WHAT THIS TASK INVOLVES | Rewrite the lines below from the first one through the line containing "[0,435,800,529]", substituting "exposed earth" for "bare soil" and leaving everything else unchanged.

————

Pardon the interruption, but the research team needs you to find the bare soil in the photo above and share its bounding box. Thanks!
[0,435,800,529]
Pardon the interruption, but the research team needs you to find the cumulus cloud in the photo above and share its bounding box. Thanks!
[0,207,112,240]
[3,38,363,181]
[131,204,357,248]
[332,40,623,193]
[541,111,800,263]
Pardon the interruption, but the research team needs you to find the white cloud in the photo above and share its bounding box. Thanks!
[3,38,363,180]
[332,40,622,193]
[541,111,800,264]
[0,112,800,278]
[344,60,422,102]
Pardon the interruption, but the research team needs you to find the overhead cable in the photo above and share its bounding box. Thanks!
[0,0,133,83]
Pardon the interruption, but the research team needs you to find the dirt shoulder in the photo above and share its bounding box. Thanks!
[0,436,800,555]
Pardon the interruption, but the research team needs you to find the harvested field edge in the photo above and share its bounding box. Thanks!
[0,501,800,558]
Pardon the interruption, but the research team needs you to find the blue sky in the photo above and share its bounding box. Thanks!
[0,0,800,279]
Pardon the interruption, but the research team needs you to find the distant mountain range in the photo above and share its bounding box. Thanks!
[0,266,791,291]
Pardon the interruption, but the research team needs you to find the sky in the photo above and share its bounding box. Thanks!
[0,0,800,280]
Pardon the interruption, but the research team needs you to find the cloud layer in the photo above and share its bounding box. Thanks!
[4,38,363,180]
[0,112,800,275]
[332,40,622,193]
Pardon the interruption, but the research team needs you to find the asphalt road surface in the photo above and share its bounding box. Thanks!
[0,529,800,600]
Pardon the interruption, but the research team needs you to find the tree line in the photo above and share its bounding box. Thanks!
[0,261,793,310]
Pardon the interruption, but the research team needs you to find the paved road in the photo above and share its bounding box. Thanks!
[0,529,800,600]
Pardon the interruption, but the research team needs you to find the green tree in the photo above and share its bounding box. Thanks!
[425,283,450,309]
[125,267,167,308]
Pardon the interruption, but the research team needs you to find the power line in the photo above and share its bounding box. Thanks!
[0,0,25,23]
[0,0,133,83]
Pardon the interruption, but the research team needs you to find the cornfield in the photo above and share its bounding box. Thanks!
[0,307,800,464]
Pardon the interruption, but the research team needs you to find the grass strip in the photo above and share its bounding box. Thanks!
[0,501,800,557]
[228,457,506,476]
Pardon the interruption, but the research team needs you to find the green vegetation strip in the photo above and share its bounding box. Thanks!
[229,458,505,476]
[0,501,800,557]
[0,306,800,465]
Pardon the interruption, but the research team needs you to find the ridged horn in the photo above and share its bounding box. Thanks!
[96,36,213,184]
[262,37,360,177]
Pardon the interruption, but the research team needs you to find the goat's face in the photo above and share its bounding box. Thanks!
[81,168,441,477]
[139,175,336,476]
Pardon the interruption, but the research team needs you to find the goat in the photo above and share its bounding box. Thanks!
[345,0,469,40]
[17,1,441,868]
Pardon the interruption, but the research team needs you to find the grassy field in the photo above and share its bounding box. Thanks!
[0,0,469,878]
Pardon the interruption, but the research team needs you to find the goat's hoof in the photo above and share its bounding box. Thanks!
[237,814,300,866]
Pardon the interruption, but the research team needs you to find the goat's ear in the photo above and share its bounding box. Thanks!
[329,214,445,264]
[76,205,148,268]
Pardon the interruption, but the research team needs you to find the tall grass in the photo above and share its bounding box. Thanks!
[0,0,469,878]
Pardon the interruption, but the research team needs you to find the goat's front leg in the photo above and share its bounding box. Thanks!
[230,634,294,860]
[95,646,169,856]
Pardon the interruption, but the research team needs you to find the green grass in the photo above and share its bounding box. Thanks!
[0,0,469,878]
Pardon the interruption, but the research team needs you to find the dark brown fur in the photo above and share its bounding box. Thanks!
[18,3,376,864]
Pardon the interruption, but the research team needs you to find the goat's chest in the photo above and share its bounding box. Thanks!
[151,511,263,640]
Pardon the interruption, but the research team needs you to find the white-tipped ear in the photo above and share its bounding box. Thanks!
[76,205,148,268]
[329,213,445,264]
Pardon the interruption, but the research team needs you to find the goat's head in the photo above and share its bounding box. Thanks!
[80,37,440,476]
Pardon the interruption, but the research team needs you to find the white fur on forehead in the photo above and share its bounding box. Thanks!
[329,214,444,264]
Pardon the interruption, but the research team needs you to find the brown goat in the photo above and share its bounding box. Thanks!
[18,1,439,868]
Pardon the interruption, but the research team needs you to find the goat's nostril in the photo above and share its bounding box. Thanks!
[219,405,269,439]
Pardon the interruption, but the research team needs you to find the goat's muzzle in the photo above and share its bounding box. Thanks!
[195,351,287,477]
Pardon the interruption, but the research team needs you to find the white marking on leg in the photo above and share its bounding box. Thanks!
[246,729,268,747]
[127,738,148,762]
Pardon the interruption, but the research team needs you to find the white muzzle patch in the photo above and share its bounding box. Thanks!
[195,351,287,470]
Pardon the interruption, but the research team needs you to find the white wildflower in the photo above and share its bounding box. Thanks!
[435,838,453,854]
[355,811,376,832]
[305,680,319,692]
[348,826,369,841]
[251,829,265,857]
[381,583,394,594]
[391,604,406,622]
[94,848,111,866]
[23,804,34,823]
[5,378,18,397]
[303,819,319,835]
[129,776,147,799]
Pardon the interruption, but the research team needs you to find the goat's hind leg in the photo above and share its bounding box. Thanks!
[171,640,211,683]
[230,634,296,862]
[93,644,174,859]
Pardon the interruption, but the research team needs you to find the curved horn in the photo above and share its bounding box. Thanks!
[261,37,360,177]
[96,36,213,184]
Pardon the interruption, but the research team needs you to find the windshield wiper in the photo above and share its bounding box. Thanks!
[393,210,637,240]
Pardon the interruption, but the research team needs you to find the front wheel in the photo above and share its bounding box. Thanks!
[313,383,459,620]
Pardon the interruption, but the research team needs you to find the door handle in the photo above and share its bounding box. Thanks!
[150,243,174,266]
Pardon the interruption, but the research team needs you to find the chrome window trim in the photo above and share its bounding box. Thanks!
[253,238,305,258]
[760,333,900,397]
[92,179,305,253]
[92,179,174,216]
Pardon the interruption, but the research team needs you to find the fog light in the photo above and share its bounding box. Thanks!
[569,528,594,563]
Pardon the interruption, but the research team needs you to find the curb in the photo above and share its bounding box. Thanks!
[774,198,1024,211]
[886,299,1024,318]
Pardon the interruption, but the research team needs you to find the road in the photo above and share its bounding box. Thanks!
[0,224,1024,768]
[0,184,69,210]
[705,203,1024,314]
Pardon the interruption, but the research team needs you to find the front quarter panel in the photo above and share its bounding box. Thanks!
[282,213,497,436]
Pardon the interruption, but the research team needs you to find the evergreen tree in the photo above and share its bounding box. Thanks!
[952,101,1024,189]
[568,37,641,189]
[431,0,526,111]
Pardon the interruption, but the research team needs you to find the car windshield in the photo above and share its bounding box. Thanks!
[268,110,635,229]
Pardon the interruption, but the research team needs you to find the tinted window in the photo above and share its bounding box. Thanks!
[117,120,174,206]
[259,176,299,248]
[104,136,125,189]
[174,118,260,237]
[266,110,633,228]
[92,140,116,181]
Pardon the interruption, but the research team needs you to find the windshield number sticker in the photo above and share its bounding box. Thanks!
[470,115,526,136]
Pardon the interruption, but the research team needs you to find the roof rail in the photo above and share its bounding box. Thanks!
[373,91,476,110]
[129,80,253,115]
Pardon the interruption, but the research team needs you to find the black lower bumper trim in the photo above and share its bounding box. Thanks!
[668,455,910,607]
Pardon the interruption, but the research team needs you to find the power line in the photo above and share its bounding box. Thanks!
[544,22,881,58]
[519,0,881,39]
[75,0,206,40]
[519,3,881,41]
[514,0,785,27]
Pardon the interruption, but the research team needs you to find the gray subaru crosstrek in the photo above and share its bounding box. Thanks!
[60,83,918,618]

————

SOLUTION TO THIS PROBLEM |
Pardon the interruption, but the research team needs you to find the exposed earth in the photo above and share its bounding box. Thanks!
[0,435,800,529]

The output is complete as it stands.